Copy out the items below, replacing "with a single point" with "with exactly one point" wherever it occurs and keeping all other text unchanged. Leave the pictures out of your copy.

::: AVAILABLE RECORDS :::

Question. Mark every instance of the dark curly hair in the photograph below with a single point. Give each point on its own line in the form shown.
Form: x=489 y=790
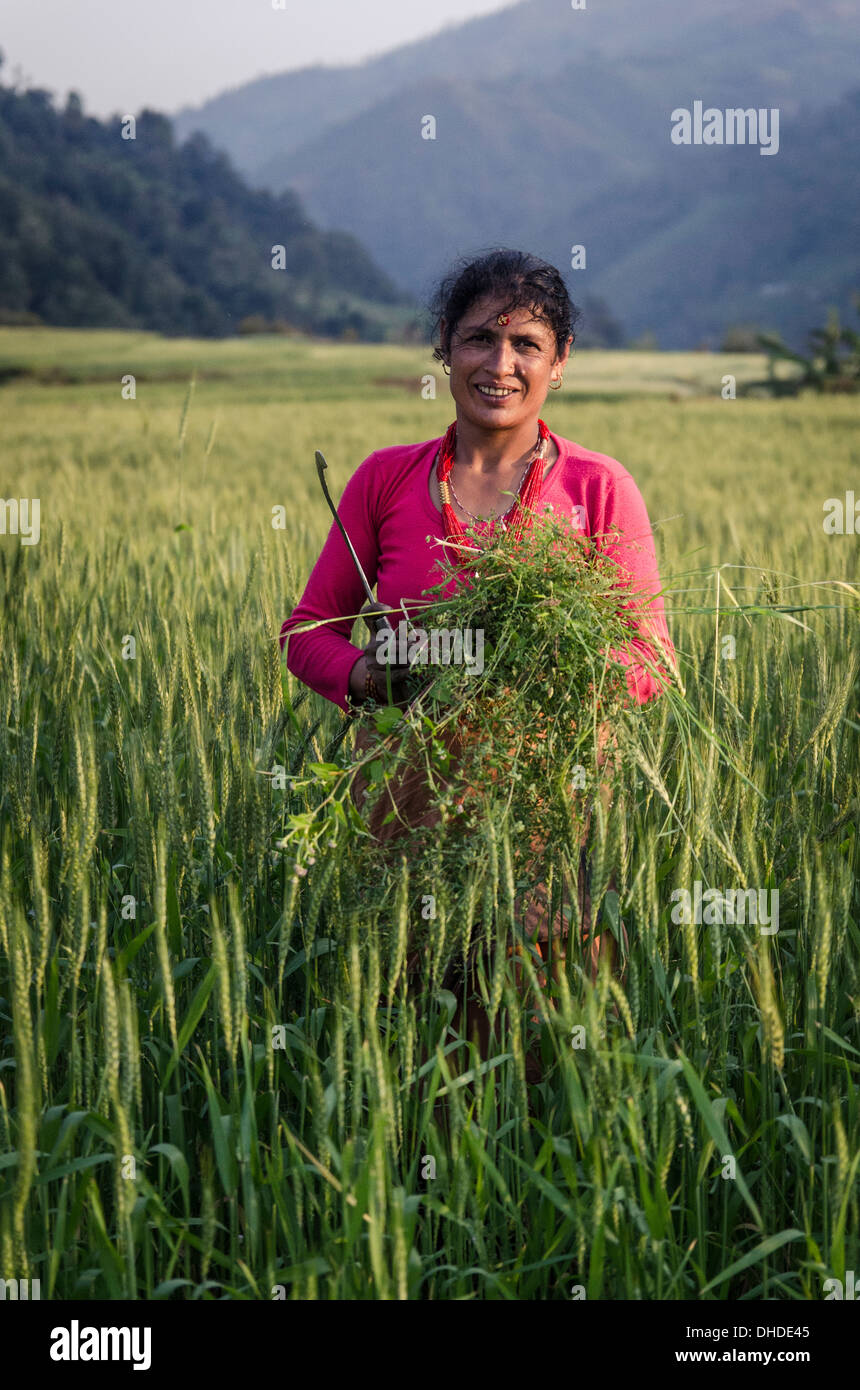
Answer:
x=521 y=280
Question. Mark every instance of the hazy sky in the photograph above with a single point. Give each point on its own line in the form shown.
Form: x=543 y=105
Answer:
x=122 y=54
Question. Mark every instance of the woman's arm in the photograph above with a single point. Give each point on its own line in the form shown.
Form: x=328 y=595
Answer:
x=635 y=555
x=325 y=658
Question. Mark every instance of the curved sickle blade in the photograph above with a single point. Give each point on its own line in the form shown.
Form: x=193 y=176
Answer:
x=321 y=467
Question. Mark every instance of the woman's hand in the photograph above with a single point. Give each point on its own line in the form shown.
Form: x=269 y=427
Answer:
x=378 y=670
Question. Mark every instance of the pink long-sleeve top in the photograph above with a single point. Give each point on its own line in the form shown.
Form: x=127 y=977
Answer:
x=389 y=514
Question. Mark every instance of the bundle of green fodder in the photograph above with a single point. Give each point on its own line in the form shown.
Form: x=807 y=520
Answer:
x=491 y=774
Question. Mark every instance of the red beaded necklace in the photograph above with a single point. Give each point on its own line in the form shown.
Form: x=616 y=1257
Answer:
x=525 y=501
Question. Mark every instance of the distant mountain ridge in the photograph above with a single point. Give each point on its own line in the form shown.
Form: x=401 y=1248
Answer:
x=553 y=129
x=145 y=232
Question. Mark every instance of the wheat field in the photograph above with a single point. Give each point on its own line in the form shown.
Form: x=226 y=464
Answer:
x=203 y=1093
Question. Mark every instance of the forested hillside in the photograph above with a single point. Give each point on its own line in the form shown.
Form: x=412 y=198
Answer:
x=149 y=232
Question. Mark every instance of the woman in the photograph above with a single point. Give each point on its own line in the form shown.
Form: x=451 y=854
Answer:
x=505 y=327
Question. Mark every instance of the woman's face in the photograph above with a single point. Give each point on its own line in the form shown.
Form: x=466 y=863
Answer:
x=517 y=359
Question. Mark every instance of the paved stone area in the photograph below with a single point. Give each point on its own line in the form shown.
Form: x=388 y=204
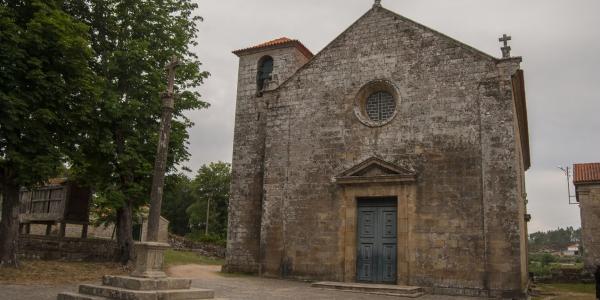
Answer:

:::

● COMPLETED TASK
Question. Mark every instance of the dark curly hair in the photograph below with exactly one point. Give each point on its own line in the form shown.
Form: x=489 y=790
Answer:
x=521 y=280
Question. Mark every instance of the hazy sky in the photograph above with exactly one point. Give each point on its own line in the form shown.
Form: x=543 y=105
Answer:
x=122 y=54
Question. Mark every instance of the woman's arm in the photograph above with exactly one point. Give each point on its own line in the form shown.
Form: x=328 y=595
Answer:
x=635 y=555
x=325 y=658
Question. Mark every instance of the curved sickle blade in the photograph above with exactly one point. Give each point on its own line in the form shown.
Form: x=193 y=176
Answer:
x=321 y=467
Question. Mark every instance of the woman's hand in the photograph above with exactly one point. Give each point on its own line in the form shown.
Form: x=269 y=427
Answer:
x=378 y=670
Question. Mark every instance of the pink long-sleeve top in the photograph above with exactly one point. Give each point on its own line in the form shown.
Form: x=127 y=977
Answer:
x=389 y=514
Question. Mark every instance of the bundle of green fodder in the photograph above with exactly one point. Give each point on its own line in the form shown.
Form: x=807 y=520
Answer:
x=491 y=774
Question. Mark every instance of the red beaded necklace in the photograph above with exactly one point. Give each point on its own line in the form shown.
Form: x=616 y=1257
Answer:
x=525 y=501
Question. Mark every instance of the distant mountain ridge in the photograph above with exactly one point. Give each point on its own line in the form shown.
Form: x=401 y=1248
Answer:
x=553 y=129
x=145 y=232
Question. Mark every instance of the wheat field in the photograph above with exactly one point. Give each point on its own line in the form shown.
Form: x=226 y=464
Answer:
x=203 y=1093
Question. Mark every instance of the forested hillside in the photograph above with exactly one point. Give each point on its own line in the form shown.
Form: x=412 y=198
Answer:
x=149 y=232
Question. Mark every instance of the woman in the photograph above with exactly one point. Give each point on its own line in the form shown.
Form: x=451 y=854
Answer:
x=505 y=327
Question. Mark every instance of the woman's face in the photograph above with exactly one point. Give each point on its own line in the form shown.
Form: x=466 y=863
Answer:
x=517 y=359
Question. Mark every instance of the paved stone area in the photograph below with exactly one point. Give each point on its own line in the form shown.
Form: x=388 y=204
Answer:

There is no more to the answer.